A verdadeira fé se manifesta em uma vida de trabalho piedoso e amor ativo pela família de Deus.
Ao serem comparados a uma terra recebendo chuva revigorante, tanto o crente quanto o apóstata experimentam os mesmos privilégios (6.4-5). A safra da vegetação (v. 7-8) indica a resposta definitiva para os privilégios recebidos, a qual determina se a terra é abençoada ou amaldiçoada (Hb 6.4-6,8 indica ações que não acompanham a salvação). Duas “coisas próprias da salvação” (6.9) são evidentes na vida do cristão: “trabalho” e “amor” (6.10). A verdadeira fé se manifesta em uma vida de trabalho piedoso e amor ativo pela família de Deus. Hebreus 6 alerta aqueles que experimentam muitas bênçãos como resultado de se associarem com o povo de Deus, mas não são verdadeiros crentes. Isso é o que ocorreu no Antigo Testamento e foi a experiência da igreja primitiva, e, portanto, desafia os cristãos no presente. O ponto de Judas 5 é que Deus julgará “os que não creram”, em contraste com aqueles que conhecem e obedecem a inspirada Palavra de Deus.

* INSTRUÇÕES DA TAREFA *
Segundo o trecho sobre Hebreus 6, quais são as duas “coisas próprias da salvação” evidentes na vida do cristão? As linhas de dados vêm de outra fonte.

* LINHAS DE DADOS *
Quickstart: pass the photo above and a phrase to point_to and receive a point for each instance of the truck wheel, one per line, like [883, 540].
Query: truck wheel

* RESPOSTA COMPLETA *
Trabalho e amor.